Starting at the line containing "point: the fence post in this photo" and going through the end of the entries, both included, write out every line again. Scale each coordinate by 1.6 and round to whole numbers, halves going up. Copy every other line unchanged.

-- BEGIN --

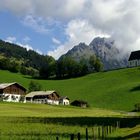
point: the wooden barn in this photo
(12, 92)
(134, 59)
(45, 97)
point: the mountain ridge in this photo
(103, 48)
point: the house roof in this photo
(35, 93)
(64, 97)
(134, 55)
(4, 85)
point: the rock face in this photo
(103, 48)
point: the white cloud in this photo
(120, 19)
(10, 39)
(36, 23)
(26, 39)
(77, 31)
(56, 41)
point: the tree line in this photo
(17, 59)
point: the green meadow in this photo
(117, 90)
(109, 94)
(19, 121)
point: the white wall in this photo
(11, 97)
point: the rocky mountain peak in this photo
(104, 48)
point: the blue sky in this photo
(53, 27)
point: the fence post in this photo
(99, 132)
(102, 131)
(78, 136)
(93, 132)
(86, 133)
(72, 137)
(118, 124)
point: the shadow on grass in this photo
(137, 88)
(81, 121)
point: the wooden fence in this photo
(98, 132)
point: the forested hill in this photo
(17, 59)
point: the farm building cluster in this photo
(14, 92)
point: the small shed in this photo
(134, 59)
(12, 92)
(80, 103)
(64, 100)
(45, 97)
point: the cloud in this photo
(36, 23)
(26, 39)
(84, 19)
(11, 39)
(56, 41)
(76, 31)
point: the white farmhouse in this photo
(44, 97)
(12, 92)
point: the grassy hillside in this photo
(119, 89)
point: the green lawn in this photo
(19, 121)
(118, 89)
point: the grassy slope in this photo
(40, 110)
(110, 90)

-- END --

**RESPONSE TO THE TASK:**
point: the fence post in this photo
(158, 211)
(163, 210)
(125, 218)
(149, 211)
(138, 213)
(115, 219)
(189, 198)
point: the shadow on grass in this photo
(219, 141)
(130, 194)
point: the wooden fence in this photo
(157, 211)
point: the forested hill in this photo
(27, 94)
point: the farm building cluster in this photo
(22, 147)
point: the small shed in this photo
(214, 94)
(19, 147)
(128, 165)
(102, 160)
(72, 155)
point: the cloud in this photo
(58, 37)
(42, 62)
(134, 30)
(18, 62)
(90, 66)
(122, 50)
point: the white farmhouse in this photo
(70, 155)
(19, 147)
point: the grassy hillside in this photo
(190, 142)
point: the green lawn in this photo
(30, 194)
(189, 142)
point: the grassy slope in this photo
(64, 176)
(176, 144)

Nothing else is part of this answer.